• Your assignment: Where the records below show the word "Would" in a line, please copy that line.

• Material provided:
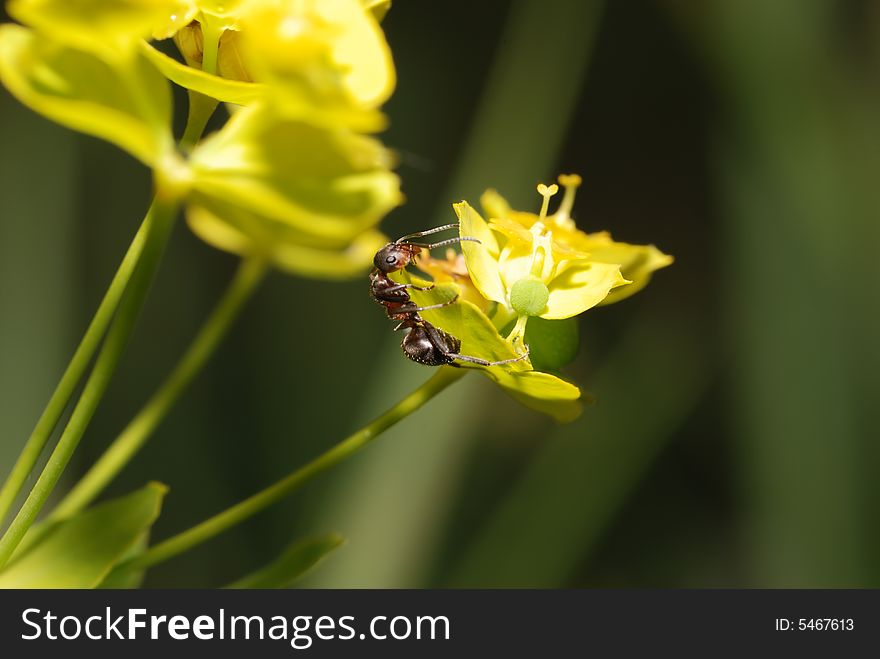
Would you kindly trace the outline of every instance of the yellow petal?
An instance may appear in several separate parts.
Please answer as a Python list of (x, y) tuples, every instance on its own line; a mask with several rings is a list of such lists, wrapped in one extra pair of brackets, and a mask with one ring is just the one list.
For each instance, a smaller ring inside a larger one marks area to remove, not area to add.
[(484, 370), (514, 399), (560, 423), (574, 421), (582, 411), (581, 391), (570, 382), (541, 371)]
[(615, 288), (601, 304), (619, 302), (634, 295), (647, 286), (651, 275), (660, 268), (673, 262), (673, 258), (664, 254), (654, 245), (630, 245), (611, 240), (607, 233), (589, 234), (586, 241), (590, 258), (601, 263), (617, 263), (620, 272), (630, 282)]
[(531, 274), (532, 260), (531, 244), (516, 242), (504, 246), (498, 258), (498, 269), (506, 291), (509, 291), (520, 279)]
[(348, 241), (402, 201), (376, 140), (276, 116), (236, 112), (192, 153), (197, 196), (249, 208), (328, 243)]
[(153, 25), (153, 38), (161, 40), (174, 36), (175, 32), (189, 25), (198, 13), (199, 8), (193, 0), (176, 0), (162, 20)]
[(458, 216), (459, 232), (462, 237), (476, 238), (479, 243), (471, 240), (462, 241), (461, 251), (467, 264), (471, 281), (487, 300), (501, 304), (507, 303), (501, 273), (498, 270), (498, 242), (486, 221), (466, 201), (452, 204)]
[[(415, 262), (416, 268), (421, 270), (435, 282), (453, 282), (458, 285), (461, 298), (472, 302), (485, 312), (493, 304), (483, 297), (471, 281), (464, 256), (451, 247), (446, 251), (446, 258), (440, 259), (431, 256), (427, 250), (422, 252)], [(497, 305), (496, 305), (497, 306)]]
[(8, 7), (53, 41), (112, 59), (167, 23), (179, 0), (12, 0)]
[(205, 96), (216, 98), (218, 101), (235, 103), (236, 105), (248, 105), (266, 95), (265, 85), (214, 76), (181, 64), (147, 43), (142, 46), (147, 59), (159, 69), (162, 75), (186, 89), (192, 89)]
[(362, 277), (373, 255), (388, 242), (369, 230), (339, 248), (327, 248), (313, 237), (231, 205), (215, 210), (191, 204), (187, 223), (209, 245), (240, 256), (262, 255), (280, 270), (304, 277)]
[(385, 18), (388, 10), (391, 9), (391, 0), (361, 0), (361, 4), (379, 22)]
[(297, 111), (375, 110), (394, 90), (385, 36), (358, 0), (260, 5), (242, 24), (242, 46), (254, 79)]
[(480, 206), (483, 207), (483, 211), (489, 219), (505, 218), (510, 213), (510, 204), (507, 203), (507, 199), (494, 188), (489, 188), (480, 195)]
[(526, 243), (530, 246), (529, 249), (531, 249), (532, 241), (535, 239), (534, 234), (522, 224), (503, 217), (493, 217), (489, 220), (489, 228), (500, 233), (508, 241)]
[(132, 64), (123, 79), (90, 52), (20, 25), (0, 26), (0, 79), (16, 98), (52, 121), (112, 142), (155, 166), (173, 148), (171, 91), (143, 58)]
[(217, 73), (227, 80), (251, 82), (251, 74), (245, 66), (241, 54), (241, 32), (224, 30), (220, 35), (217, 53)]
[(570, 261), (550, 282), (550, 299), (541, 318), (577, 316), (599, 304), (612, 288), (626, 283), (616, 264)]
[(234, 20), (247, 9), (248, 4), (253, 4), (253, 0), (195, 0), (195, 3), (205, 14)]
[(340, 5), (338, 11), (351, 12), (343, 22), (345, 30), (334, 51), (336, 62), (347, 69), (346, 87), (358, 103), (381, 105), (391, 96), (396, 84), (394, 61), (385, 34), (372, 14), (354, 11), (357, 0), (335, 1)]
---
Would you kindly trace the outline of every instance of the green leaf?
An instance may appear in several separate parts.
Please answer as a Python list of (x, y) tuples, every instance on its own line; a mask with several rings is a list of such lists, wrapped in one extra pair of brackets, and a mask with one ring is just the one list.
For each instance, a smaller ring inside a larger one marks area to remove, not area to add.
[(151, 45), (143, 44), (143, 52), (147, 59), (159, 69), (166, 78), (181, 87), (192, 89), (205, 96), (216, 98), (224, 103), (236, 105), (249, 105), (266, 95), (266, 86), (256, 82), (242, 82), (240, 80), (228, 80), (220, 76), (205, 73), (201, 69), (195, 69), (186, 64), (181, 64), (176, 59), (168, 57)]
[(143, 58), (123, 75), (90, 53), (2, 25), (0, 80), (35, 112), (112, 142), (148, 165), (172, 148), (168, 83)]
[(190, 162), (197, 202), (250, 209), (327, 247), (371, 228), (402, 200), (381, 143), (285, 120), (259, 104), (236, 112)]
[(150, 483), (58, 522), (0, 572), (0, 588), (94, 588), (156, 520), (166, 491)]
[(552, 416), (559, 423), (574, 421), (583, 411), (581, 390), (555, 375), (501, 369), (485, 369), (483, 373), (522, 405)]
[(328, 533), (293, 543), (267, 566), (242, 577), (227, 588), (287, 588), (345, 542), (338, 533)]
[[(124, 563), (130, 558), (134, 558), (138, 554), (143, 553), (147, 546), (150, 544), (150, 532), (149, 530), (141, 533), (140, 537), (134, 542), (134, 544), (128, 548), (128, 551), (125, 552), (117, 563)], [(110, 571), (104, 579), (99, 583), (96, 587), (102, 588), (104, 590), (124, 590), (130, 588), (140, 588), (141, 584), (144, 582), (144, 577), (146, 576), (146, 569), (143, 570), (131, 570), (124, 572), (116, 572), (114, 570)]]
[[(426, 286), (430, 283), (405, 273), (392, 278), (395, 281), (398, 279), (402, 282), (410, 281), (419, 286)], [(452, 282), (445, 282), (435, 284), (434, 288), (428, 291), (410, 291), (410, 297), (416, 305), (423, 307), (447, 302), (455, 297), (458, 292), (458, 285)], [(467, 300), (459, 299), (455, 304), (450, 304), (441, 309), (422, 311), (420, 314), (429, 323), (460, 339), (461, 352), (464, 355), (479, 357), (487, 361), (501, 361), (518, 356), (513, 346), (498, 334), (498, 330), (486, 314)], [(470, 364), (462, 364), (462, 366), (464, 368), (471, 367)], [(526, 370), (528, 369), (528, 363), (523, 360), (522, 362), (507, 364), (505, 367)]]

• The completed task:
Would you kindly trace the outline of every instance of the yellow petal?
Would you kindly trace the outline of every instance of the green leaf?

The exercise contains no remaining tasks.